◆ **Supplied records**
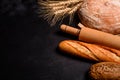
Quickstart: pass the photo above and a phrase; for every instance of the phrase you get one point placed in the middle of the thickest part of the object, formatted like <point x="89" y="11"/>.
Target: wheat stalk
<point x="53" y="11"/>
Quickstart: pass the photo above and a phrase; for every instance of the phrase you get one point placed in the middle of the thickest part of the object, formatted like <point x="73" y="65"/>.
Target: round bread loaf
<point x="105" y="71"/>
<point x="103" y="15"/>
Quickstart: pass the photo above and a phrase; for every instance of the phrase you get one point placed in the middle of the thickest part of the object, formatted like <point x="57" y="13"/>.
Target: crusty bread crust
<point x="90" y="51"/>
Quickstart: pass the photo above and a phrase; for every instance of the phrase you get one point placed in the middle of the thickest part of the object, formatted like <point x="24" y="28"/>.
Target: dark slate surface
<point x="29" y="46"/>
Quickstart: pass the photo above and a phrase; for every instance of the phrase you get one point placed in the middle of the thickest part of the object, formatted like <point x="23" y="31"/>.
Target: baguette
<point x="90" y="51"/>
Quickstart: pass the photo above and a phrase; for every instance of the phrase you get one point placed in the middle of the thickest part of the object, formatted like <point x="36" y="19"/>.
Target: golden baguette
<point x="90" y="51"/>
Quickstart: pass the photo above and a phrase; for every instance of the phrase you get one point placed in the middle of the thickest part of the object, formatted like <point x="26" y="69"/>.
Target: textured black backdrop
<point x="29" y="46"/>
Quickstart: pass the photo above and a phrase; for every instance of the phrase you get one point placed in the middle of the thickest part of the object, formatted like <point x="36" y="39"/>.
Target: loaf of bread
<point x="105" y="71"/>
<point x="90" y="51"/>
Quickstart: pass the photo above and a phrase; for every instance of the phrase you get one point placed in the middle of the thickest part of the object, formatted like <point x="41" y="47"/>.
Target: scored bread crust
<point x="101" y="14"/>
<point x="90" y="51"/>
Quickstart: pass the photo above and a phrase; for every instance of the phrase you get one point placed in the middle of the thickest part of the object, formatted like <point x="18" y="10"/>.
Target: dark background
<point x="30" y="46"/>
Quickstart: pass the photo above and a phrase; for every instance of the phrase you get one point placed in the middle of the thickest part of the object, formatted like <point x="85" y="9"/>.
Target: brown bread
<point x="90" y="51"/>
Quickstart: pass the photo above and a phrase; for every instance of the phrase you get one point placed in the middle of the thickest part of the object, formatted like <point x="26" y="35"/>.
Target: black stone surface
<point x="30" y="46"/>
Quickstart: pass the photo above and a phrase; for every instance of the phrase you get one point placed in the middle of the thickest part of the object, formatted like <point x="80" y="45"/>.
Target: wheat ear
<point x="54" y="11"/>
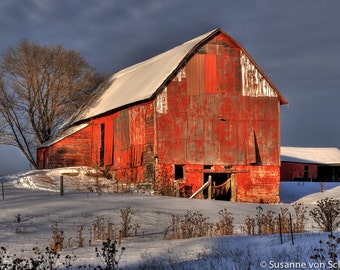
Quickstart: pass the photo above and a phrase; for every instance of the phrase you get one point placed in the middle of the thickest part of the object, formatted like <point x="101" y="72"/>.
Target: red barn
<point x="202" y="108"/>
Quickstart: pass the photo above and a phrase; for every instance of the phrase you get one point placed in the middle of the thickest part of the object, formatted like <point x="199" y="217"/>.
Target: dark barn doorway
<point x="217" y="180"/>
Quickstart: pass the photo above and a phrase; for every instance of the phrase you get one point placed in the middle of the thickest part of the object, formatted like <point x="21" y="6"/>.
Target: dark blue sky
<point x="296" y="43"/>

◆ **Stated problem**
Find every line in the records above that contains the word "baguette", and copy each one. Case counts.

◆ **Response below**
Target: baguette
Target: golden baguette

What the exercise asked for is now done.